── Dataset

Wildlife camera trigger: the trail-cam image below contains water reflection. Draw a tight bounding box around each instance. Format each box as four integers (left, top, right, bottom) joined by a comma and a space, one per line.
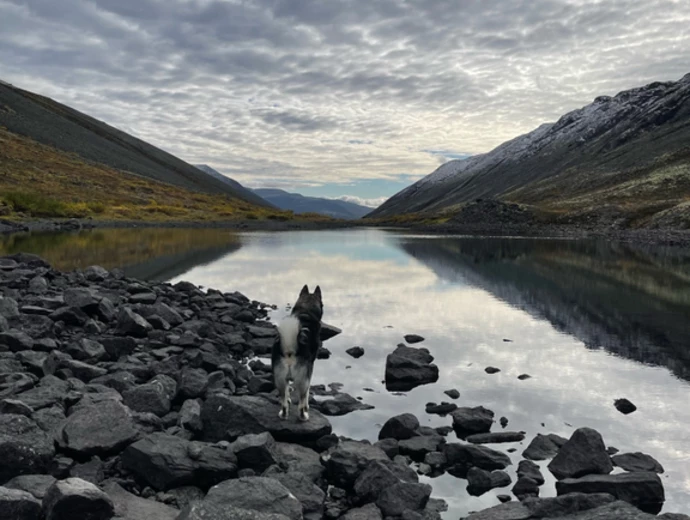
2, 227, 690, 517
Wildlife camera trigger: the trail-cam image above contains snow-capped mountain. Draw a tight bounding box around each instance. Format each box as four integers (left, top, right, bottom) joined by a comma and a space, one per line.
368, 73, 690, 222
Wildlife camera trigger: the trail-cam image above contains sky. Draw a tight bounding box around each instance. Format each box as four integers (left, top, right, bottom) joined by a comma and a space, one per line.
1, 0, 689, 207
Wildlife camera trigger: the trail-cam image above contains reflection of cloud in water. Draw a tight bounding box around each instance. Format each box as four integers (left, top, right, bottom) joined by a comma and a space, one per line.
170, 230, 690, 517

────

> What to produce
Each entry above must be repeated word for word, minus its images.

> Solution to this exercise
Wildlife camera trigger: the trail-cam image below contains water reflection. Draw a tight bounding box around each instance. Format each box as four integers (left, top, right, bottom) joined by a comma and a space, one per line.
2, 227, 690, 517
Wildlife camera trigger: the trail-cam image above contains snow-capped mountain. Draw a tight bounding box around each instance. Format each box as four integers (left, top, right, bottom) joined by a comma and a space, one per line.
368, 73, 690, 222
Wildlife camera trigger: the trail-cam image above contains sky. Draw a tight bounding box around each instance. Format each box as four integers (left, top, right, bottom) joined by a comma and a space, one per line.
1, 0, 689, 207
Wildlife camera trigger: the trail-cam image above contains reflection of cloud in water. Draw a tight bounding box around each instance. Format each box as four integers (left, top, right, bottom) joined by a comma and a space, one per line.
170, 230, 690, 517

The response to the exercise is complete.